# [Extract to read]
---+---

Just in case, soft limit can be temporarily exceeded by the user, but the system will not allow a user to exceed hard limit. We just go strict with this so we set both the same value.
session required pam_limits.so
The pam_limits PAM module sets limits on the system resources that can be obtained in a user-session.
bootstrap.mlockall: true
Tries to lock the process address space into RAM, preventing any Elasticsearch memory from being swapped out. This attribute provides JVM to lock its memory block and protects it from OS to swap this memory block. This is kind of performance optimization.
indices.fielddata.cache.size: 30%
Field data cache is unbounded. This, of course, could make your JVM heap explode.To avoid nasty surprises we limit this with 30%.(affects search performance)
indices.cache.filter.size: 30%
Even though filters are relatively small, they can take up large portions of the JVM heap if you have a lot of data and numerous different filters. So we limit this with 30%.
http.compression: true
Support for compression when possible (with Accept-Encoding). Defaults to false. We use it with gzip. Made huge impact on performance.
discovery.zen.ping.multicast.enabled: false
discovery.zen.ping.unicast.hosts: ["host1", "host2:port"]
Very important setting, it prevents clusters from complications. Newer versions come with default unicast.
discovery.zen.minimum_master_nodes: 2
This setting is set according to this calculation (number of master-eligible nodes / 2) + 1.
action.destructive_requires_name:true
This setting prevents deleting index with wildcards *. Requires full name.
action.auto_create_index: false
You can prevent the automatic creation of indices by adding this setting to the config/elasticsearch.yml file on each node.
Discovery Zen settings
discovery.zen.ping.timeout: 10s
discovery.zen.fd.ping_retries: 3
discovery.zen.fd.ping_interval: 3s
discovery.zen.fd.ping_timeout: 30s
Set these settings to tolerate error rate and prevent undesired connection losses between nodes.

---+---

# [Rows]
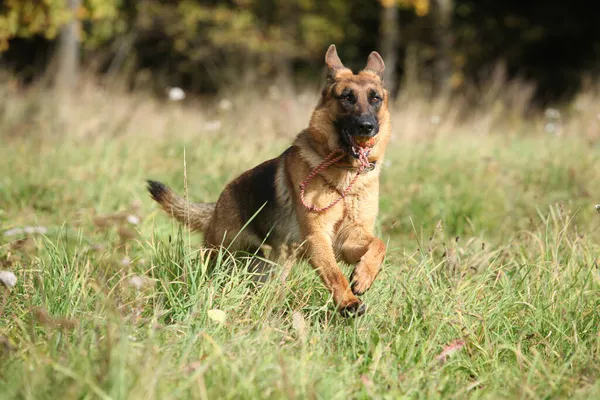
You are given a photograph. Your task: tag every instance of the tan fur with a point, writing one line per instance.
(344, 232)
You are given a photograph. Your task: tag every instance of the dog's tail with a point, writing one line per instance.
(195, 215)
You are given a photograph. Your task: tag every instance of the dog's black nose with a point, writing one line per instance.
(366, 127)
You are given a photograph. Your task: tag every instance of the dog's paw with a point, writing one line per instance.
(354, 309)
(362, 278)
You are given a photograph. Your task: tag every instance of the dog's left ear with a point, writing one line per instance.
(375, 64)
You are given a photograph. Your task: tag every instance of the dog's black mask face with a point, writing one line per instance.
(357, 123)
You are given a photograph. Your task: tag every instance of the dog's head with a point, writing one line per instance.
(353, 110)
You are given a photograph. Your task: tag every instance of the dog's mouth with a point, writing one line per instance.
(356, 144)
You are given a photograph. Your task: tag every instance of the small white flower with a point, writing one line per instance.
(13, 232)
(213, 125)
(274, 92)
(552, 113)
(225, 105)
(35, 229)
(27, 229)
(8, 279)
(550, 127)
(176, 94)
(133, 219)
(136, 282)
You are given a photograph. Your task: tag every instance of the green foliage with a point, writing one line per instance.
(104, 308)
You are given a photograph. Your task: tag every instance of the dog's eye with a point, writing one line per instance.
(348, 97)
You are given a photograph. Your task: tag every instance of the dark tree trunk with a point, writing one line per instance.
(68, 51)
(443, 68)
(390, 36)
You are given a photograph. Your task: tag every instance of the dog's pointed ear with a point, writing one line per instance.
(375, 64)
(334, 64)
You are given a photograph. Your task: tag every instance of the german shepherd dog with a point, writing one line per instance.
(330, 216)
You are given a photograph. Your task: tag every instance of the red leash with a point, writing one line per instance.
(328, 162)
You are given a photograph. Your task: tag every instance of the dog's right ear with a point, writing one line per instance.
(334, 64)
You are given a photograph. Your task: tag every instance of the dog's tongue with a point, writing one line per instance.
(365, 141)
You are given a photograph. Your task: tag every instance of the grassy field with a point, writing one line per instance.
(490, 288)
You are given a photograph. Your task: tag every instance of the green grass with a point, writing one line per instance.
(491, 240)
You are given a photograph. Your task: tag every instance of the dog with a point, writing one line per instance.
(321, 193)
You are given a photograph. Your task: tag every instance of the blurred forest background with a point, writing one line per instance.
(203, 46)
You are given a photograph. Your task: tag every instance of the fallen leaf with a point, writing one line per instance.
(299, 324)
(217, 315)
(449, 349)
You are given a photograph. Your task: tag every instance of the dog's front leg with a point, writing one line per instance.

---+---

# [Goals]
1) Return the entries unchanged, starting with the line that contains "of the blurred" and going on through the final line of the entries.
2) Take the Elasticsearch settings notes further, picking up after their last sentence.
The Elasticsearch settings notes and the entries have nothing to do with each other.

# [Outputs]
1)
You are given a photograph. Your task: tag every instance of the blurred forest background with a point, writing one line per instance.
(203, 46)
You are given a photograph. Your task: tag every instance of the fallen leaf with a point, writing one line per instance.
(299, 324)
(217, 315)
(449, 349)
You are given a photograph. Your task: tag every instance of the dog's front leg with a point, writing one line per instance.

2)
ES_HEAP_SIZE
The default installation of Elasticsearch is configured with a 1 GB heap. According to our long researches this value should be the half size of total RAM. Should not cross 30.5 GB!
Implementation
Open the sysctl.conf;
nano /etc/sysctl.conf
Add these properties
vm.swappiness=1 # turn off swapping
net.core.somaxconn=65535 # up the number of connections per port
vm.max_map_count=262144 #(default) http://www.redhat.com/magazine/001nov04/features/vm
fs.file-max=518144 # http://www.tldp.org/LDP/solrhe/Securing-Optimizing-Linux-RH-Edition-v1.3/chap6sec72.html
After that, go to the limits.conf;
nano /etc/security/limits.conf
The important thing is, which user is defined below. Our ES user should access these informations. It is recommended that using specific user for such big applications.(We did it in Redis too.) This user name is default when you installed the ES.
elasticsearch soft nofile 65535
elasticsearch hard nofile 65535
elasticsearch soft memlock unlimited
elasticsearch hard memlock unlimited
and to make these properties persistent you have to modify the
nano /etc/pam.d/common-session-noninteractive
nano /etc/pam.d/common-session
Add this property
session required pam_limits.so
You may need to reboot the machine to those changes to be applied.
Configuring Elasticsearch
Now everyting is ready for the Elasticsearch to be installed. You can use this bash script.Here you can get the gist.
wget "https://gist.githubusercontent.com/ziyasal/67b2c68930a168735052/raw/64ff4d6510f91c70416df1ff238f62cda558f6c7/es.sh"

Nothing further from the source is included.